> [DIRECTIONS FOR THIS TASK]: Convert the listing below into a Markdown table with two columns, Row and Line. Give each non-blank line its own numbered row and omit blank lines.
***** RECORDED INFORMATION
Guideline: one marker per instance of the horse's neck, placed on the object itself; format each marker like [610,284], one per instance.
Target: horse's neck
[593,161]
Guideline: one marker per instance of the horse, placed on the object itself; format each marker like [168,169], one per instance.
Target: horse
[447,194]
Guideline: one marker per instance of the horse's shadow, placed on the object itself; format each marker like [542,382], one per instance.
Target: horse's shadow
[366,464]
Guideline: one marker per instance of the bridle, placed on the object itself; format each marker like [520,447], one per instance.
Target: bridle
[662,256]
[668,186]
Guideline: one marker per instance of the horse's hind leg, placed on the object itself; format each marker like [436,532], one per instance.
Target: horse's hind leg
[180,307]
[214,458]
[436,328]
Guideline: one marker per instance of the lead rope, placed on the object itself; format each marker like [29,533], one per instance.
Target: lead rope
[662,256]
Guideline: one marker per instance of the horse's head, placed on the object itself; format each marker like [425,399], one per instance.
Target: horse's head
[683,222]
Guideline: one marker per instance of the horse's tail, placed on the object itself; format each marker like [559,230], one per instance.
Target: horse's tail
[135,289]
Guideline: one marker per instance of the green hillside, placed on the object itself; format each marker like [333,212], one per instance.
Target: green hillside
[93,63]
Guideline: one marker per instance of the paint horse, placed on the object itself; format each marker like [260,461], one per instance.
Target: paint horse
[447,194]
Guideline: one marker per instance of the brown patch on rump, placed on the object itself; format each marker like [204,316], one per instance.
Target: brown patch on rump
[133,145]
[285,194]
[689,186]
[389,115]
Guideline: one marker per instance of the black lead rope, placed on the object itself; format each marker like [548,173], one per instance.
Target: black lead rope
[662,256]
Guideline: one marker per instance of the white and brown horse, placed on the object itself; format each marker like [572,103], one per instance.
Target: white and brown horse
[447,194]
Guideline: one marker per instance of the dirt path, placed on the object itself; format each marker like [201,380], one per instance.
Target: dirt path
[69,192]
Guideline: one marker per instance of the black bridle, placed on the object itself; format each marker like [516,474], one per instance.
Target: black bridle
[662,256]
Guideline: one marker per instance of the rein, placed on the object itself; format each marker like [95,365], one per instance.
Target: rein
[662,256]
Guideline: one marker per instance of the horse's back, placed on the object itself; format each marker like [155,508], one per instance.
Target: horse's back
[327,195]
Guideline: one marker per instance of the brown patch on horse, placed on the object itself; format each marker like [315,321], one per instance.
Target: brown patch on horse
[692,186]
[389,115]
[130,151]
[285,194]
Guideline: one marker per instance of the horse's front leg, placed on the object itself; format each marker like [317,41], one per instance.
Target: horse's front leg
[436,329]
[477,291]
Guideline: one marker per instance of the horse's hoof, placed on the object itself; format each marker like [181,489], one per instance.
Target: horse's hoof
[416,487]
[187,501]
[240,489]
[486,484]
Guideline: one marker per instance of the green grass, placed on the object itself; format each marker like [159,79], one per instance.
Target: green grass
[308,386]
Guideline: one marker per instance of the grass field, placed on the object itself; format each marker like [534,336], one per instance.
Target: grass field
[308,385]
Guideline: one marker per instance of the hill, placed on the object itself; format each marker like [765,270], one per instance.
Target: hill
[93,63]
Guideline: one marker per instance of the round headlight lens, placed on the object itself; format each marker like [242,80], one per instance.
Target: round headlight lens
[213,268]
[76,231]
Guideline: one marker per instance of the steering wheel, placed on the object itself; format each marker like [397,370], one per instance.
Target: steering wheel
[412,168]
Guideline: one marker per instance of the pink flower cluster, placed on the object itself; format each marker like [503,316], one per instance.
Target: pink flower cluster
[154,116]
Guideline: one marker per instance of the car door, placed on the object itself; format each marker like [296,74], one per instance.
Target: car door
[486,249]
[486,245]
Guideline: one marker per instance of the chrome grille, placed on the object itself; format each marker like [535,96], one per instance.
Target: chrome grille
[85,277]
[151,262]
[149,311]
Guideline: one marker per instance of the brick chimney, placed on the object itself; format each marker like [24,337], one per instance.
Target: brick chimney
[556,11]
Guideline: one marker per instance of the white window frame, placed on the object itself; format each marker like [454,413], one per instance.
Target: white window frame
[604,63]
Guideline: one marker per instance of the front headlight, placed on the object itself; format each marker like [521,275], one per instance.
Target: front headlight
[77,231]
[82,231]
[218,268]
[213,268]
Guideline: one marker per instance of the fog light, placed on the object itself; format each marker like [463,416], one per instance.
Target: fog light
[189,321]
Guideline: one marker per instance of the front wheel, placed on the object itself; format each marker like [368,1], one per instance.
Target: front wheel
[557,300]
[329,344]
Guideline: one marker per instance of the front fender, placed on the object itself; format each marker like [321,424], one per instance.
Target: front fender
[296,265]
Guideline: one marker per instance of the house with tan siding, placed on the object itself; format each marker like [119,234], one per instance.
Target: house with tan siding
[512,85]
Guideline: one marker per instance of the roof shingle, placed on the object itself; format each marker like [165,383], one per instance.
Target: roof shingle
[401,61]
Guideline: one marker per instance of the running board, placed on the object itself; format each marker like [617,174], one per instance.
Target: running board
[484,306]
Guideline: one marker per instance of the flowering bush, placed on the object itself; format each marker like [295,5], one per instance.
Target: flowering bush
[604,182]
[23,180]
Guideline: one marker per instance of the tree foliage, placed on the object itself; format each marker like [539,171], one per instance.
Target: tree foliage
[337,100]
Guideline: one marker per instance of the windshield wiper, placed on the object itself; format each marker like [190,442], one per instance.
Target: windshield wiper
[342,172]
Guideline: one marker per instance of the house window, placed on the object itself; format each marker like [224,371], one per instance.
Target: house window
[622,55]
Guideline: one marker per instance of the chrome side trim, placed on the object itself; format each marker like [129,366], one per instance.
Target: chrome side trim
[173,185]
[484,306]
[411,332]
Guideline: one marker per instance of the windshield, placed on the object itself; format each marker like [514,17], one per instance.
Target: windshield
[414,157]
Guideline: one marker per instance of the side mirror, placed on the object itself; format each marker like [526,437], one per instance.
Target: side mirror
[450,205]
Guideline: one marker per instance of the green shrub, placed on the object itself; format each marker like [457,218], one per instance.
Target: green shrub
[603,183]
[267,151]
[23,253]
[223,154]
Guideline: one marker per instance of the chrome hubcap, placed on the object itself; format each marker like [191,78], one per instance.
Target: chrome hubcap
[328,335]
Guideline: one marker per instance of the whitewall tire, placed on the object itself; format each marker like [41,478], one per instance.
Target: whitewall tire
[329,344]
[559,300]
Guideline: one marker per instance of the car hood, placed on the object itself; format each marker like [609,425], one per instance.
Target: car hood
**********
> [OUTPUT OF THE EXERCISE]:
| Row | Line |
|---|---|
| 1 | Guideline: one marker per instance of the horse's neck, placed on the object itself; format each marker like [610,284], one per instance. |
| 2 | Target: horse's neck |
| 3 | [593,161] |
| 4 | Guideline: one marker per instance of the horse, placed on the object itself; format each marker like [168,169], one per instance. |
| 5 | Target: horse |
| 6 | [447,194] |
| 7 | Guideline: one marker per instance of the horse's shadow, placed on the object itself; format each marker like [542,382], one per instance. |
| 8 | Target: horse's shadow |
| 9 | [366,464] |
| 10 | Guideline: one marker per instance of the bridle, placed on the object itself; format each marker like [520,447], one per instance. |
| 11 | Target: bridle |
| 12 | [662,256] |
| 13 | [668,186] |
| 14 | Guideline: one marker per instance of the horse's hind leg, placed on the object itself; format each marker like [436,532], one per instance. |
| 15 | Target: horse's hind leg |
| 16 | [180,307] |
| 17 | [214,458] |
| 18 | [436,328] |
| 19 | Guideline: one marker per instance of the lead rope, placed on the object itself; format each marker like [29,533], one per instance. |
| 20 | Target: lead rope |
| 21 | [662,256] |
| 22 | Guideline: one marker per instance of the horse's head, placed on the object itself; format each marker like [425,399], one per instance. |
| 23 | Target: horse's head |
| 24 | [683,222] |
| 25 | Guideline: one marker per instance of the horse's tail, placed on the object itself; format each marker like [559,230], one per instance. |
| 26 | Target: horse's tail |
| 27 | [135,289] |
| 28 | Guideline: one marker per instance of the green hillside, placed on the object itself; format each marker like [333,212], one per instance. |
| 29 | Target: green hillside |
| 30 | [93,63] |
| 31 | Guideline: one marker per instance of the paint horse, placed on the object itself; format each marker like [260,461], one per instance. |
| 32 | Target: paint horse |
| 33 | [447,194] |
| 34 | Guideline: one marker per instance of the brown patch on rump, placed on the object itself; format each marker like [204,316], one per instance. |
| 35 | Target: brown patch on rump |
| 36 | [133,145] |
| 37 | [285,194] |
| 38 | [689,186] |
| 39 | [389,115] |
| 40 | Guideline: one marker per instance of the black lead rope, placed on the object itself; format each marker like [548,173], one per instance. |
| 41 | Target: black lead rope |
| 42 | [662,256] |
| 43 | Guideline: one marker per instance of the white and brown horse, placed on the object itself; format each marker like [572,103], one per instance. |
| 44 | Target: white and brown horse |
| 45 | [447,194] |
| 46 | Guideline: one marker per instance of the dirt path, placed on the object itself; format each marker like [201,380], one per instance. |
| 47 | Target: dirt path |
| 48 | [69,192] |
| 49 | Guideline: one marker per instance of the black bridle, placed on the object itself; format each marker like [516,474], one per instance. |
| 50 | Target: black bridle |
| 51 | [662,256] |
| 52 | Guideline: one marker per instance of the rein, placed on the object itself; format each marker like [95,365], one per instance. |
| 53 | Target: rein |
| 54 | [662,256] |
| 55 | Guideline: one marker per instance of the horse's back, placed on the object itself; format each marker like [155,508], one per instance. |
| 56 | Target: horse's back |
| 57 | [327,195] |
| 58 | Guideline: one marker per instance of the brown patch on horse, placed on the object itself; format each marker like [315,321], one per instance. |
| 59 | Target: brown patch on horse |
| 60 | [692,186] |
| 61 | [389,115] |
| 62 | [130,151] |
| 63 | [285,194] |
| 64 | Guideline: one marker per instance of the horse's front leg, placed on the object itself; format each marker like [317,41], one per instance. |
| 65 | Target: horse's front leg |
| 66 | [436,329] |
| 67 | [477,291] |
| 68 | Guideline: one marker per instance of the horse's hoof, placed on the object itself; format each marker like [181,489], one per instance. |
| 69 | Target: horse's hoof |
| 70 | [416,487] |
| 71 | [187,501] |
| 72 | [240,489] |
| 73 | [486,484] |
| 74 | Guideline: one marker per instance of the green grass, placed on the object itself; format each marker like [159,79], one per instance. |
| 75 | Target: green grass |
| 76 | [308,386] |
| 77 | Guideline: one marker per instance of the grass field, placed on the object itself; format each marker like [534,336], one per instance. |
| 78 | Target: grass field |
| 79 | [308,385] |
| 80 | Guideline: one marker per instance of the hill, placed on the object itself; format each marker like [765,270], one per instance. |
| 81 | Target: hill |
| 82 | [93,63] |
| 83 | Guideline: one marker per instance of the round headlight lens, placed on the object itself; format each marker like [242,80], one per instance. |
| 84 | Target: round headlight lens |
| 85 | [213,268] |
| 86 | [76,231] |
| 87 | Guideline: one marker per instance of the steering wheel, placed on the object itself; format each marker like [397,370], one per instance. |
| 88 | Target: steering wheel |
| 89 | [412,168] |
| 90 | Guideline: one marker per instance of the pink flower cluster, placed on the object itself; format each marker like [503,316], one per instance. |
| 91 | Target: pink flower cluster |
| 92 | [154,116] |
| 93 | Guideline: one marker per instance of the car door, placed on the object itself; format each marker like [296,74], one per instance. |
| 94 | Target: car door |
| 95 | [486,249] |
| 96 | [486,245] |
| 97 | Guideline: one marker per instance of the chrome grille, placed on the object itself; format each marker like [535,96], one per instance. |
| 98 | Target: chrome grille |
| 99 | [85,277] |
| 100 | [151,262] |
| 101 | [149,311] |
| 102 | Guideline: one marker per instance of the brick chimney, placed on the object itself; format each marker like [24,337], one per instance. |
| 103 | Target: brick chimney |
| 104 | [556,11] |
| 105 | Guideline: one marker per instance of the white window frame, placed on the object itself; format each marker like [454,413], one per instance. |
| 106 | Target: white window frame |
| 107 | [604,63] |
| 108 | Guideline: one marker per instance of the front headlight, placed on the object itself; format each marker like [521,275], one per instance. |
| 109 | Target: front headlight |
| 110 | [77,231] |
| 111 | [82,231] |
| 112 | [218,268] |
| 113 | [213,268] |
| 114 | Guideline: one marker per instance of the fog light, placed on the object itself; format each marker like [463,416], one per instance. |
| 115 | Target: fog light |
| 116 | [189,321] |
| 117 | Guideline: one marker per instance of the front wheel, placed on the object itself; format each marker like [368,1], one per instance. |
| 118 | Target: front wheel |
| 119 | [557,300] |
| 120 | [329,344] |
| 121 | Guideline: one marker per instance of the front fender, placed on the object itself; format each marker like [321,424], one per instance. |
| 122 | Target: front fender |
| 123 | [296,265] |
| 124 | Guideline: one marker per instance of the house with tan siding, placed on the object itself; format each marker like [119,234], one per instance. |
| 125 | Target: house with tan siding |
| 126 | [512,85] |
| 127 | Guideline: one marker per instance of the roof shingle, placed on the object itself; format each marker like [165,383], one per instance. |
| 128 | Target: roof shingle |
| 129 | [401,61] |
| 130 | Guideline: one marker per instance of the running board, placed on the object itself; format each marker like [617,174], one per instance. |
| 131 | Target: running board |
| 132 | [484,306] |
| 133 | Guideline: one marker per instance of the flowering bush, placed on the object itself; format each marker like [295,5], one per instance. |
| 134 | Target: flowering bush |
| 135 | [604,182] |
| 136 | [23,180] |
| 137 | Guideline: one marker per instance of the tree foliage, placed on the object itself; format each marker like [539,171], one per instance. |
| 138 | Target: tree foliage |
| 139 | [337,100] |
| 140 | Guideline: one marker per instance of the windshield wiper, placed on the object itself; format each marker like [190,442], one per instance. |
| 141 | Target: windshield wiper |
| 142 | [342,172] |
| 143 | Guideline: one marker per instance of the house window, placed on the object itself; format each marker like [224,371], one per instance. |
| 144 | Target: house window |
| 145 | [622,55] |
| 146 | Guideline: one marker per instance of the chrome side trim, placed on the object itself; format each marker like [129,366], one per instance. |
| 147 | Target: chrome side trim |
| 148 | [173,185] |
| 149 | [484,306] |
| 150 | [411,332] |
| 151 | Guideline: one marker per instance of the windshield, placed on the object itself; format each marker like [514,17], one per instance. |
| 152 | Target: windshield |
| 153 | [414,157] |
| 154 | Guideline: one marker per instance of the side mirror, placed on the object itself; format each marker like [526,437], one per instance. |
| 155 | Target: side mirror |
| 156 | [450,205] |
| 157 | Guideline: one marker per instance of the green shrub, placed on the object itself; format each marker like [457,218], one per instance. |
| 158 | Target: green shrub |
| 159 | [603,183] |
| 160 | [267,151] |
| 161 | [23,253] |
| 162 | [223,154] |
| 163 | Guideline: one marker per instance of the chrome hubcap, placed on the object itself; format each marker like [191,78], one per instance. |
| 164 | Target: chrome hubcap |
| 165 | [328,335] |
| 166 | Guideline: one marker per instance of the whitewall tire, placed on the object itself; format each marker like [41,478], one per instance. |
| 167 | Target: whitewall tire |
| 168 | [329,344] |
| 169 | [559,300] |
| 170 | Guideline: one marker per instance of the car hood, placed on the object itself; format each marker like [609,425], one per instance. |
| 171 | Target: car hood |